- [Request]: Pull out every line in the rows below that contains the string "parking", copying each one in full. Matching is case-sensitive.

[Excerpts from a pointing dataset]
****************************************
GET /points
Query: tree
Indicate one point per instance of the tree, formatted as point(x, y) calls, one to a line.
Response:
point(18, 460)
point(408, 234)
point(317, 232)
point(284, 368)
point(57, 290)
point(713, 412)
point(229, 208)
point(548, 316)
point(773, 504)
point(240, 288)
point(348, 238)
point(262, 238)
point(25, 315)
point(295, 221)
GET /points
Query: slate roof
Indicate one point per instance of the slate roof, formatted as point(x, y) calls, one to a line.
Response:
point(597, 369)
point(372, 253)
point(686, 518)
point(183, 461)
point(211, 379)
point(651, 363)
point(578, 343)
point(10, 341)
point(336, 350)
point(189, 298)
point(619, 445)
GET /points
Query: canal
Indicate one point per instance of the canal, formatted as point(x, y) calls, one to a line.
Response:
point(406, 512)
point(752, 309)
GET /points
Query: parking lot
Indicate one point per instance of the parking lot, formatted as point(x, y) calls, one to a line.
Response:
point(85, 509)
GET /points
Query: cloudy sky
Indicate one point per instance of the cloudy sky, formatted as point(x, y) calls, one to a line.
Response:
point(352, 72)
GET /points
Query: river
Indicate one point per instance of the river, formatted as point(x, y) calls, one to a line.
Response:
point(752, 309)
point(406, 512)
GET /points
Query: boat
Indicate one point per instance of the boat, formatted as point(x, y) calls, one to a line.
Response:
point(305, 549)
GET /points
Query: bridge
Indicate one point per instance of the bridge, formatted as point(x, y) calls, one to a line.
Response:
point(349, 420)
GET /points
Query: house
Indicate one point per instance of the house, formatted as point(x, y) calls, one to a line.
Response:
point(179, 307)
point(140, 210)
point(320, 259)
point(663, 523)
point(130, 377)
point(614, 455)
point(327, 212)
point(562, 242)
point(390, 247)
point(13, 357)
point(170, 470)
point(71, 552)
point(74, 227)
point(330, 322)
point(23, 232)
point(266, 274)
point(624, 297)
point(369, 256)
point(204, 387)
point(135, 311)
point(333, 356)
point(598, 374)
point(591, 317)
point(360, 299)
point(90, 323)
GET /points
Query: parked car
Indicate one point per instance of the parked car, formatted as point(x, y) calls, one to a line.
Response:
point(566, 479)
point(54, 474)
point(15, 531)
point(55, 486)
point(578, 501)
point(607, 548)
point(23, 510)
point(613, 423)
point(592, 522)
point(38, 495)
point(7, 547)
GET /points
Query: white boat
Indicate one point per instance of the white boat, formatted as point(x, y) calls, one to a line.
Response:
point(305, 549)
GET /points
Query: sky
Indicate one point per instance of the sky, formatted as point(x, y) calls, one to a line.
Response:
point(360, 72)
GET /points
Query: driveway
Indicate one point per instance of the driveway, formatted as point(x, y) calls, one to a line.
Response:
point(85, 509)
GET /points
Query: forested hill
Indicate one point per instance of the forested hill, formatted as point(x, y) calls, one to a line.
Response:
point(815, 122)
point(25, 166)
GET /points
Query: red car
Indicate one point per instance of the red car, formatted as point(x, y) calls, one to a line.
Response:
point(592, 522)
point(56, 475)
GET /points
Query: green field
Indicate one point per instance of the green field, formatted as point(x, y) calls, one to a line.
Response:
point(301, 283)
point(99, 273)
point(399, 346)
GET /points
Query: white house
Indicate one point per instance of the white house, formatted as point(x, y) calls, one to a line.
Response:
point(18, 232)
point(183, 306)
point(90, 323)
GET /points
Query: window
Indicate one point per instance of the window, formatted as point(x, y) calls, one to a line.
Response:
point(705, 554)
****************************************
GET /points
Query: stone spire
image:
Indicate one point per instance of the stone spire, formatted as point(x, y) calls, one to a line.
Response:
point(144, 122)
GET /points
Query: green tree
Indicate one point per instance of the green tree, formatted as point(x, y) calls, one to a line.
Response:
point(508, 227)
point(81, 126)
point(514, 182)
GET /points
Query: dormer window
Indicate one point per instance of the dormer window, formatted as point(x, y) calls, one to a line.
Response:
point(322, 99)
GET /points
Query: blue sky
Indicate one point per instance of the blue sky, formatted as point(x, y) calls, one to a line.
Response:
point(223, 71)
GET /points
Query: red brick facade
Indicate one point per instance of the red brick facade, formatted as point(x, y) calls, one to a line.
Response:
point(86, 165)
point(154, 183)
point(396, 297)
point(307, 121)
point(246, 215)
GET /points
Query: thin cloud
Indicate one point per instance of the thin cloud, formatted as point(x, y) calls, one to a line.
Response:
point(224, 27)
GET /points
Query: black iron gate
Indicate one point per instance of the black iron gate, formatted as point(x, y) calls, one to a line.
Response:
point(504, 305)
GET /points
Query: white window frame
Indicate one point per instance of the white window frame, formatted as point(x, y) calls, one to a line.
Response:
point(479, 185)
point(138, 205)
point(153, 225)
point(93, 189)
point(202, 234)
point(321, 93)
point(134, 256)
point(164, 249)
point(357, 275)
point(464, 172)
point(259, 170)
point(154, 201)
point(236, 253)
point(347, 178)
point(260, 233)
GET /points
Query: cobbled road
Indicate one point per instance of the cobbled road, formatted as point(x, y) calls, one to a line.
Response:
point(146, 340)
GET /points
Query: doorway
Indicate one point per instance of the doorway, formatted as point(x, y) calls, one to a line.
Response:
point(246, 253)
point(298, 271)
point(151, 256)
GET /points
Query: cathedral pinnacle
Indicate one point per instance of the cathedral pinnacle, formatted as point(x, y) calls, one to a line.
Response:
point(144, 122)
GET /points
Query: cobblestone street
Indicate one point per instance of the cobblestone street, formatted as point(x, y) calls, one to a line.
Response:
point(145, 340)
****************************************
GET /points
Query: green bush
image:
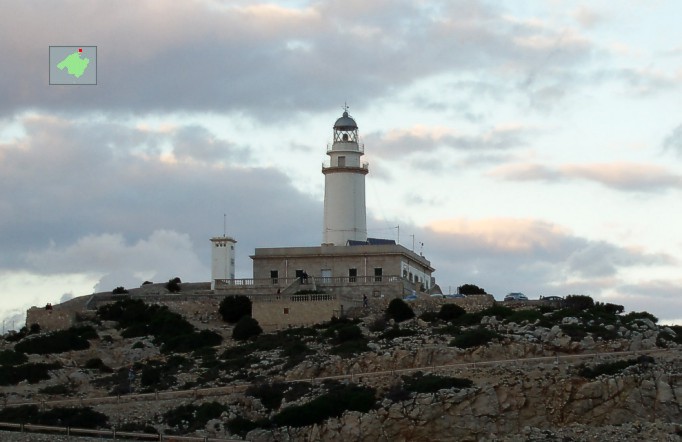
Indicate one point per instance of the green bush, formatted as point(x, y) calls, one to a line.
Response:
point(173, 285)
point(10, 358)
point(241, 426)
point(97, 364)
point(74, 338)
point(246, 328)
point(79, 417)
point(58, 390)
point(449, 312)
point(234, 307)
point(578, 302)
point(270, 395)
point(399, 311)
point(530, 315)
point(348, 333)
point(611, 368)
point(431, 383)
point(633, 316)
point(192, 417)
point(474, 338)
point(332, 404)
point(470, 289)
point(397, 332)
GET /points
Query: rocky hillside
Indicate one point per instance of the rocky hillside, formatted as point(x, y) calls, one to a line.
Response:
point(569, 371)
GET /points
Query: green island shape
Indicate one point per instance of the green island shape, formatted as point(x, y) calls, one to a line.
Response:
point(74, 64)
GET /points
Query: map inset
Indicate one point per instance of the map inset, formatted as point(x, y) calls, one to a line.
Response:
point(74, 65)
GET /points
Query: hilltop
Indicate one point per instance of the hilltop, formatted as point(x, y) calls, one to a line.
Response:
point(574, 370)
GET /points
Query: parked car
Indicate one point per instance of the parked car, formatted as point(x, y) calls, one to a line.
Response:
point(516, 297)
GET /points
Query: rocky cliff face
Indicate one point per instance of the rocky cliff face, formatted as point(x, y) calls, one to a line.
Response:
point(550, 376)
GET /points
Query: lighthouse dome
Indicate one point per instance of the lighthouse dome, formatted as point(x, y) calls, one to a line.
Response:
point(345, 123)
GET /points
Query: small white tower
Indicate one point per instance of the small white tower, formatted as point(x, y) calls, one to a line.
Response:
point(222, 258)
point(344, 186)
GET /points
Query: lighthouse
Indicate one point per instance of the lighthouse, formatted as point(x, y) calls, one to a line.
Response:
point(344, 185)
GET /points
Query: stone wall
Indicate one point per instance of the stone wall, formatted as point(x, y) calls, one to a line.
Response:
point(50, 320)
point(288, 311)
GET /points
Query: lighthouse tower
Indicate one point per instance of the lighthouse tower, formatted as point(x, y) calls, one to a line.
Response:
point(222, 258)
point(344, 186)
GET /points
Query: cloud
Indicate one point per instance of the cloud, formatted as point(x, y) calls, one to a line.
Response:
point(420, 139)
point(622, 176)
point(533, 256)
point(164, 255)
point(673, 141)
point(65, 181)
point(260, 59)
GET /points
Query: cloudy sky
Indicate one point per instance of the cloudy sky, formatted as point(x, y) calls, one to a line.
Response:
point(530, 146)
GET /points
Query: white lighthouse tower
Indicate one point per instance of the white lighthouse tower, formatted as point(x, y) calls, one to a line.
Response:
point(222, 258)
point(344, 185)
****************************************
- [In response]:
Query: parking lot
Indicate one point per instance of the parking lot, formatted as point(x, y) calls, one to a line.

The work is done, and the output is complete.